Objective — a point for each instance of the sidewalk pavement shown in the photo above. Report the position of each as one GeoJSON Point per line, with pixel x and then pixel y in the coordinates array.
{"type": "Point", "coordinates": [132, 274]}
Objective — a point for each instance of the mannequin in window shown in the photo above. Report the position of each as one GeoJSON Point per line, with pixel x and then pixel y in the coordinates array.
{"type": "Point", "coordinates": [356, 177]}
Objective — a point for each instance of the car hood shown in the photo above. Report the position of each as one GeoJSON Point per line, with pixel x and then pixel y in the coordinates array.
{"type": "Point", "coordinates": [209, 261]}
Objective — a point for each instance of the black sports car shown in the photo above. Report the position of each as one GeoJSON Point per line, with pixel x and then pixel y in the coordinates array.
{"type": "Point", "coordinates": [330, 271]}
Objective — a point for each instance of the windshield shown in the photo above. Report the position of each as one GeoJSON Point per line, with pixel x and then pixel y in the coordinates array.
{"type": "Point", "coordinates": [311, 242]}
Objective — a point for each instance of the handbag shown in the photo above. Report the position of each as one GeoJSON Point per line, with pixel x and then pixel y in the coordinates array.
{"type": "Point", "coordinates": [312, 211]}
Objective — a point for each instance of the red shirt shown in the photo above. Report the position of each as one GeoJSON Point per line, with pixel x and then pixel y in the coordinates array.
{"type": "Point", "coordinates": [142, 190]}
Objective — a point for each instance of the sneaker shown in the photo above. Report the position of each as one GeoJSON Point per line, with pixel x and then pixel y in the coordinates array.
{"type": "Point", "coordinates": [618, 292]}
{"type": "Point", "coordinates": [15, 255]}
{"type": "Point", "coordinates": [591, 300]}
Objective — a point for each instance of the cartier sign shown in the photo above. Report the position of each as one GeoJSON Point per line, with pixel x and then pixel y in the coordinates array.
┄┄┄┄┄┄┄┄┄┄
What to work on – Each entry above needs to be duplicated verbatim.

Answer for the task –
Objective — a point for each instance of the sidewalk pavement shown in the photo above. Report the position of each as one GeoJSON Point per line, with pixel x and then pixel y in the coordinates array.
{"type": "Point", "coordinates": [132, 274]}
Objective — a point for each instance of the mannequin in window shown in the photo above. Report the position of each as one GeoJSON Point per line, with pixel x and then pixel y in the coordinates array.
{"type": "Point", "coordinates": [356, 177]}
Objective — a point for each instance of the car hood shown in the photo above. Report the position of each as one GeoJSON Point per line, with pixel x and then pixel y in the coordinates array.
{"type": "Point", "coordinates": [209, 261]}
Objective — a point for each instance of the black sports car shown in the photo above. Report the position of each as one GeoJSON Point per line, with pixel x and then pixel y in the coordinates array.
{"type": "Point", "coordinates": [330, 271]}
Objective — a point for each instance of the windshield shown in the photo above. Report the position of each as one GeoJSON Point per line, with pixel x and then pixel y in the coordinates array.
{"type": "Point", "coordinates": [311, 242]}
Objective — a point for each instance of the handbag shown in the photo above. Report the position of each as one GeoJSON Point per line, with pixel x and then pixel y in the coordinates array.
{"type": "Point", "coordinates": [312, 211]}
Objective — a point for each instance of the red shirt shown in the photo above. Report the position of each as one GeoJSON Point per line, with pixel x and then pixel y in the coordinates array.
{"type": "Point", "coordinates": [142, 190]}
Objective — a point for each instance of the sneaker shown in the photo above. Report the position of each as one GeoJSON Point per line, with pixel x and then pixel y in the coordinates array.
{"type": "Point", "coordinates": [618, 292]}
{"type": "Point", "coordinates": [15, 255]}
{"type": "Point", "coordinates": [591, 300]}
Objective — a point for each instance of the cartier sign shown in the photo above. Report the position of each as one GeoJSON Point per line, with pixel x and then pixel y in the coordinates array.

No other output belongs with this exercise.